[Extracted records]
++++++++++

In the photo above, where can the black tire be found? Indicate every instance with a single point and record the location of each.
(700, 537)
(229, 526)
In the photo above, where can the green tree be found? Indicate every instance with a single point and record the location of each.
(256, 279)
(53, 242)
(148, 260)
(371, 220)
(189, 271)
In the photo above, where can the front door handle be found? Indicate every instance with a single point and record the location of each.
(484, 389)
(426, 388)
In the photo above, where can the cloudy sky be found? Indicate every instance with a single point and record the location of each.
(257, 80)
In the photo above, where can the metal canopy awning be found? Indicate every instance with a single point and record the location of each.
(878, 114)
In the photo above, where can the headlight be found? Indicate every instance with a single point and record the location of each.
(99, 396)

++++++++++

▸ **YOUR GOAL**:
Once the line that contains "In the photo above, where can the metal" is found, please give it again exactly, along with each line that comes after it, through the last line of the entries.

▸ **SOLVED PROBLEM**:
In the photo above, where can the metal canopy awning be found? Indicate every instance with a single point and record the location of each.
(878, 114)
In the photo above, where can the headlight be found? Indicate every instance with a single point and record the location of each.
(99, 396)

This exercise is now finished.